Task prompt: Once you have read the data below, write it all out exactly.
+++++
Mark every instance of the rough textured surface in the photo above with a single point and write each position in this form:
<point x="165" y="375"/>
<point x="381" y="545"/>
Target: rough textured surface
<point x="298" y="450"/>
+++++
Answer space:
Mark every instance of the rough textured surface in the photo above with a single point and write each position in this form:
<point x="165" y="375"/>
<point x="381" y="545"/>
Target: rough textured surface
<point x="298" y="450"/>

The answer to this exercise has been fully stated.